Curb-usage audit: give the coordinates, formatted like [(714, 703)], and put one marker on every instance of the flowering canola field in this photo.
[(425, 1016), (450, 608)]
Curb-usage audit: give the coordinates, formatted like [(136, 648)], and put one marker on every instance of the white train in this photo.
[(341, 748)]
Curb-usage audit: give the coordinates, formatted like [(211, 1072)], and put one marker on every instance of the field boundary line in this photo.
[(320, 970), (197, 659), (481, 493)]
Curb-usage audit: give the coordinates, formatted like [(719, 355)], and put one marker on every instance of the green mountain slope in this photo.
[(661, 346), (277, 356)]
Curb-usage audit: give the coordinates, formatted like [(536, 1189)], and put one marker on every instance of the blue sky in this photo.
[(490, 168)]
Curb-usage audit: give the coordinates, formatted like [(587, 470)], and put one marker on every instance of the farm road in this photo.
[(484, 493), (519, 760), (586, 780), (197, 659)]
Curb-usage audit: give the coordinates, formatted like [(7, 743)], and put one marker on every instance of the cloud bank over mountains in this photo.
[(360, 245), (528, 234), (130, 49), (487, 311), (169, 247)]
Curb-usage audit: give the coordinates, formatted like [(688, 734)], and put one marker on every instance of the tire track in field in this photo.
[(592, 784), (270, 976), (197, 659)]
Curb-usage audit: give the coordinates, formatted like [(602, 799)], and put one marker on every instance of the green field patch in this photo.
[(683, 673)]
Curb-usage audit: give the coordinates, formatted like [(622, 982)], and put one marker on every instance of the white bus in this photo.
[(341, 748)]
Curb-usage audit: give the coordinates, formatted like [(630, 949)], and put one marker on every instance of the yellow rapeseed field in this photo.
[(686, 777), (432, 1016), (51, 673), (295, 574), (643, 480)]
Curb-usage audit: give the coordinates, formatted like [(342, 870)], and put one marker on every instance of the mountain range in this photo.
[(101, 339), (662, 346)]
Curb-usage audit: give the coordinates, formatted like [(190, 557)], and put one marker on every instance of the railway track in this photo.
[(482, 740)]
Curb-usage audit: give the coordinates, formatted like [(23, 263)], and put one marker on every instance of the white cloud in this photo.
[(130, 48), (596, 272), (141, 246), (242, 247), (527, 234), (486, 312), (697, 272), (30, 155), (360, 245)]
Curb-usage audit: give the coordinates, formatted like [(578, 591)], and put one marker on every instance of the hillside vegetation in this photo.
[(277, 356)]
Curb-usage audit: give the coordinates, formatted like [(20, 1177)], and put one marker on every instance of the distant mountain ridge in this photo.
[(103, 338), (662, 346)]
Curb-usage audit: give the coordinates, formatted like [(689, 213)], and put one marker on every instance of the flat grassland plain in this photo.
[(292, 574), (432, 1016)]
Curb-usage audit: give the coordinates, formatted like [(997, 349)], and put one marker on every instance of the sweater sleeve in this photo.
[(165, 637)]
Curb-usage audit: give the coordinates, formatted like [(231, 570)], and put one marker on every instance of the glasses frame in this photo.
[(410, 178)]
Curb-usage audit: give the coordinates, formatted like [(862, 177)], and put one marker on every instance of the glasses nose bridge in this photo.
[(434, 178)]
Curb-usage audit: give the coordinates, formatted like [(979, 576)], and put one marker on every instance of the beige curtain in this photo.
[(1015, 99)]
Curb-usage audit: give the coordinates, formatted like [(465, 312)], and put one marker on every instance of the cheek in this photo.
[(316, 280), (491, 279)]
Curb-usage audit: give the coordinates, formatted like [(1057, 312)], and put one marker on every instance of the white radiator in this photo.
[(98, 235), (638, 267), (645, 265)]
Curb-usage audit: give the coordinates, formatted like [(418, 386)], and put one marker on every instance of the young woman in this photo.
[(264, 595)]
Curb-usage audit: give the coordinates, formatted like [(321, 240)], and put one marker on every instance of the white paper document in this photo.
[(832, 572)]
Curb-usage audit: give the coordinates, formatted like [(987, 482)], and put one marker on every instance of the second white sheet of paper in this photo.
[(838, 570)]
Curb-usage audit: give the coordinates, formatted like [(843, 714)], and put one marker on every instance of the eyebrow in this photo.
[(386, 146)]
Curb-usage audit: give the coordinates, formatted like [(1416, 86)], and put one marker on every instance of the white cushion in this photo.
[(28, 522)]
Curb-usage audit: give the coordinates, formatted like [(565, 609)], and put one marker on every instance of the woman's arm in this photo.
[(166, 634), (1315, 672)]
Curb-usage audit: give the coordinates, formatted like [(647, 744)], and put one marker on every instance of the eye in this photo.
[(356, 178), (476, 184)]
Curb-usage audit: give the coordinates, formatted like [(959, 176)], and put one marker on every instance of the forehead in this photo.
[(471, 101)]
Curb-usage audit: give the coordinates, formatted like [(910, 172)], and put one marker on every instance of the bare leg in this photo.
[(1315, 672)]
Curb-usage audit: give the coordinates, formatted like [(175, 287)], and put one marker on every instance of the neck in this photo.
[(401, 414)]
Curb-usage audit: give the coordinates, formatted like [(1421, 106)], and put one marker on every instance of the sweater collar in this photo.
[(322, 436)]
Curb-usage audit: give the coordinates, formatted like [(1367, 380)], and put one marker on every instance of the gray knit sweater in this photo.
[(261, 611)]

━━━

- _TASK DIRECTIONS_
Turn the lines above into a numbered list. Begin at the line that contains "eye in this photo.", stop after the line that contains "[(356, 178), (476, 184)]", and leave out any blank lines.

- _SOLUTION_
1. Curb-usage audit: give the coordinates, formatted like [(647, 744)], and put one marker on every instance of the eye in this photo.
2. [(356, 178), (476, 184)]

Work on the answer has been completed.